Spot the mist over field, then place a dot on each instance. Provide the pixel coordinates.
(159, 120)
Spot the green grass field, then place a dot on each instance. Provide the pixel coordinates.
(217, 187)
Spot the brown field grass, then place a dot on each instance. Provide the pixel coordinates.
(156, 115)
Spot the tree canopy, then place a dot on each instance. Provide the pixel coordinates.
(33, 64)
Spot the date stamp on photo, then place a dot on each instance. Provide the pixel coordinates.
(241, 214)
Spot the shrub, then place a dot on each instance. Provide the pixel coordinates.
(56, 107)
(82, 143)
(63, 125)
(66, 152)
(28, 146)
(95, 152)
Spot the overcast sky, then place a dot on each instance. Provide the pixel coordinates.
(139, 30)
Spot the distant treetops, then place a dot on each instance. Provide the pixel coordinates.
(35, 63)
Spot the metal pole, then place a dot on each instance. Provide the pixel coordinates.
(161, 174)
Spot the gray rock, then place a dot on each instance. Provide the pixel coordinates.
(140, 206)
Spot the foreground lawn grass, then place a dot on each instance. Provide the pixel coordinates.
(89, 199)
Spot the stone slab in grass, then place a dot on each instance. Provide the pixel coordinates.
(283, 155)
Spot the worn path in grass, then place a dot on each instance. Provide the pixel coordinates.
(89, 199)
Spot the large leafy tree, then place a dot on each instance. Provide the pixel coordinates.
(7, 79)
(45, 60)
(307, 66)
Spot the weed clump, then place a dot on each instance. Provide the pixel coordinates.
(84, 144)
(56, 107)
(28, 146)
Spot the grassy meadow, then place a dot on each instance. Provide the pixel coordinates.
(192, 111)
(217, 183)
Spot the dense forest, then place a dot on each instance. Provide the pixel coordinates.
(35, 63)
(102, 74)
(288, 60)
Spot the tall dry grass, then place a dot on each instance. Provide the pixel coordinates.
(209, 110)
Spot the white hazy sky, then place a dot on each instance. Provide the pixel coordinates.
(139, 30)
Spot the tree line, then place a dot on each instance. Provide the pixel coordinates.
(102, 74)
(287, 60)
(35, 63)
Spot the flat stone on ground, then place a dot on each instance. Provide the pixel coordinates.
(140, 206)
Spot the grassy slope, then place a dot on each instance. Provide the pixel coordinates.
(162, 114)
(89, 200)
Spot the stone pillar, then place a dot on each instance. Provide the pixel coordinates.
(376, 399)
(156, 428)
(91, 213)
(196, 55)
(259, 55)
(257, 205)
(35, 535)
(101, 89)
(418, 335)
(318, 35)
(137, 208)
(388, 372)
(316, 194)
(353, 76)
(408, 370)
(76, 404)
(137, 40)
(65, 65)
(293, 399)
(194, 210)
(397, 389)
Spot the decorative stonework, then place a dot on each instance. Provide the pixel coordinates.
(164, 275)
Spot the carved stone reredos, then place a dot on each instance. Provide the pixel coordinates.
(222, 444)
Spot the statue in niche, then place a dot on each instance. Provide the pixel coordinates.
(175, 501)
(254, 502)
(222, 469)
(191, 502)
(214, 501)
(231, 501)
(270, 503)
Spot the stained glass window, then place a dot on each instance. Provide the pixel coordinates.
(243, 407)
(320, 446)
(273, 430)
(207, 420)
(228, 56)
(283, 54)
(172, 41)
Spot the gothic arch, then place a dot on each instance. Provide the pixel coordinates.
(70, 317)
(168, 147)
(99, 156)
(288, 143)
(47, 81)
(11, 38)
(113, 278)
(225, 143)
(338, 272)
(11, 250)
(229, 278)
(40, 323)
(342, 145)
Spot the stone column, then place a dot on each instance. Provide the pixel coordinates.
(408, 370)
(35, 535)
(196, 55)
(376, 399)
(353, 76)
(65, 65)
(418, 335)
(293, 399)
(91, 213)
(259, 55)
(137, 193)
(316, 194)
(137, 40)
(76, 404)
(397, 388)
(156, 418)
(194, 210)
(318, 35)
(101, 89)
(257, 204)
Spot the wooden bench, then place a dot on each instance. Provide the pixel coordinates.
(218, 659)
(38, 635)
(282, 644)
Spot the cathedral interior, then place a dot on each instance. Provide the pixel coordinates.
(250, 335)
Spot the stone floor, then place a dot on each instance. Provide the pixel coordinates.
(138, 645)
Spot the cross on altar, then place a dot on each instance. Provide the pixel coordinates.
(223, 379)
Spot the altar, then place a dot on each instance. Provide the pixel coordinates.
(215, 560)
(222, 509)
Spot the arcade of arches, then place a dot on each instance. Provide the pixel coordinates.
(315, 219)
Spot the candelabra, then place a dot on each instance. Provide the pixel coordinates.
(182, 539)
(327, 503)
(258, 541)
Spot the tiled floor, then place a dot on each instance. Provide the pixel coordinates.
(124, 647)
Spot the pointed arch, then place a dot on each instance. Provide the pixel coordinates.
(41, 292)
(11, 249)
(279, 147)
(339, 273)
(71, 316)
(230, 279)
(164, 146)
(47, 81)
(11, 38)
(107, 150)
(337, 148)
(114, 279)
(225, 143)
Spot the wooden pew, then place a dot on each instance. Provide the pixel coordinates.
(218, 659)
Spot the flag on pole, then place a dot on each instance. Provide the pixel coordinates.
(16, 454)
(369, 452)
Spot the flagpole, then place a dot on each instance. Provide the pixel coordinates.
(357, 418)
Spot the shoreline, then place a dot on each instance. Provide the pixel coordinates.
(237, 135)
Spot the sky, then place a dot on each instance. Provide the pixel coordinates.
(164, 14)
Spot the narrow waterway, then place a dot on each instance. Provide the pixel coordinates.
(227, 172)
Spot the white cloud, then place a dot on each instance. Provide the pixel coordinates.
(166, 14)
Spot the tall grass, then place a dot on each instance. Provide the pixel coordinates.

----------

Exercise:
Output the full listing again with nothing altered.

Result of this task:
Spot the mist over field, then place a dot on each instance. Provide the pixel coordinates.
(159, 120)
Spot the green grass field, then place a dot on each instance. Provide the pixel coordinates.
(217, 187)
Spot the brown field grass, then place a dot on each instance. Provide the pixel coordinates.
(156, 115)
Spot the tree canopy, then place a dot on each instance. Provide the pixel coordinates.
(33, 64)
Spot the date stamp on photo, then place a dot on each instance. Provide the pixel coordinates.
(241, 214)
Spot the shrub, then place a dot on each instance. Provide the pixel coordinates.
(56, 107)
(82, 143)
(63, 125)
(66, 152)
(28, 146)
(95, 152)
Spot the overcast sky, then place a dot on each instance. Provide the pixel coordinates.
(139, 30)
Spot the distant treetops, then place a dot on each instance. Provide the pixel coordinates.
(35, 63)
Spot the metal pole, then place a dot on each instance. Provide the pixel coordinates.
(161, 174)
Spot the gray rock, then place a dot on each instance. Provide the pixel coordinates.
(140, 206)
Spot the foreground lawn grass, then place a dot on each instance. Provide the pixel coordinates.
(89, 199)
Spot the stone slab in grass, then place a dot on each instance. Provide the pixel coordinates.
(283, 155)
Spot the worn path in grass, then place a dot on each instance. Provide the pixel coordinates.
(89, 199)
Spot the large leafy tree, then place a dot on each instance. Provide the pixel coordinates.
(7, 79)
(45, 60)
(307, 66)
Spot the weed clump, then place a dot on each instance. Provide the pixel coordinates.
(84, 144)
(56, 107)
(28, 146)
Spot the grassy meadow, then place a dot on each instance. Provide the pixel coordinates.
(192, 111)
(217, 183)
Spot the dense forest, then place a dot on each instance. Provide the pixel coordinates.
(35, 63)
(102, 74)
(288, 60)
Spot the tall dry grass, then place a dot on each instance. Provide the pixel coordinates.
(209, 110)
Spot the white hazy sky, then place a dot on each instance. Provide the pixel coordinates.
(139, 30)
Spot the tree line, then place a dot on each instance. Provide the pixel coordinates.
(102, 74)
(287, 60)
(35, 63)
Spot the flat stone on ground, then place a dot on each instance. Provide the pixel coordinates.
(140, 206)
Spot the grassy slope, then place a dot on each instance. Provide the pixel coordinates.
(162, 114)
(89, 200)
Spot the stone pillar, then place a dot on each instance. Provide the pixel coordinates.
(376, 399)
(156, 428)
(91, 213)
(196, 55)
(259, 55)
(257, 205)
(35, 535)
(101, 89)
(418, 335)
(318, 35)
(137, 208)
(388, 372)
(316, 194)
(353, 76)
(408, 370)
(76, 404)
(137, 40)
(65, 65)
(293, 399)
(194, 210)
(397, 389)
Spot the decorative stonework, then place a dot on each instance. Provide the pixel coordinates.
(164, 275)
Spot the carved stone reredos, then place a dot on each instance. Provide the pixel coordinates.
(222, 444)
Spot the statue in niche, then place a dot on each instance. Provide the pixel coordinates.
(175, 501)
(254, 502)
(222, 469)
(191, 502)
(214, 501)
(231, 501)
(270, 503)
Spot the stained glass window, then place a dot on each instance. Provide the pixel coordinates.
(243, 407)
(320, 446)
(273, 430)
(207, 420)
(228, 56)
(283, 54)
(172, 41)
Spot the gothic arch, then place a dot on each instance. Provide the pixel coordinates.
(70, 317)
(168, 147)
(99, 156)
(288, 143)
(47, 81)
(11, 38)
(113, 278)
(225, 143)
(338, 272)
(11, 250)
(229, 278)
(40, 323)
(342, 145)
Spot the stone column, then place a dot on each instance. Provide the pixel coordinates.
(408, 370)
(35, 535)
(196, 55)
(376, 399)
(353, 76)
(65, 65)
(418, 335)
(293, 399)
(91, 213)
(259, 55)
(137, 193)
(316, 194)
(137, 40)
(76, 404)
(397, 388)
(156, 418)
(194, 210)
(318, 35)
(101, 89)
(257, 204)
Spot the wooden bench, then place a dot on each instance. Provide the pixel coordinates.
(218, 659)
(38, 635)
(282, 644)
Spot the cathedral interior, then place a dot on each instance. Provide the pixel coordinates.
(250, 335)
Spot the stone floor, then place a dot on each instance. Provide the pixel coordinates.
(138, 645)
Spot the cross on altar, then place a dot on each instance. Provide the pixel coordinates.
(223, 379)
Spot the altar, then place a dot on each instance. Provide the pixel coordinates.
(215, 560)
(222, 509)
Spot the arcade of arches, then place a dot on each instance. Provide the pixel coordinates.
(315, 219)
Spot the candelabra, then place a dot on each instance. Provide the pixel coordinates.
(182, 539)
(327, 503)
(258, 541)
Spot the tiled floor, then place a dot on each instance. Provide the pixel coordinates.
(124, 647)
Spot the pointed arch, then place a dot on each instance. Provide the pixel coordinates.
(41, 292)
(11, 249)
(279, 147)
(339, 273)
(71, 316)
(230, 279)
(164, 146)
(47, 81)
(11, 38)
(107, 150)
(337, 148)
(114, 279)
(225, 143)
Spot the wooden pew, then place a dot on each instance. Provide the pixel coordinates.
(218, 659)
Spot the flag on pole, then place a dot on each instance. Provide the pixel coordinates.
(16, 454)
(369, 452)
Spot the flagpole, then place a dot on each instance. Provide the pixel coordinates.
(357, 418)
Spot the shoreline, then place a dot on each instance. Provide the pixel coordinates.
(237, 135)
Spot the sky, then place a dot on each instance. Provide the pixel coordinates.
(164, 14)
Spot the narrow waterway, then place a dot on each instance. Provide the pixel coordinates.
(227, 172)
Spot the white cloud, then place a dot on each instance. Provide the pixel coordinates.
(166, 14)
Spot the tall grass, then place a dot on each instance. Provide the pixel coordinates.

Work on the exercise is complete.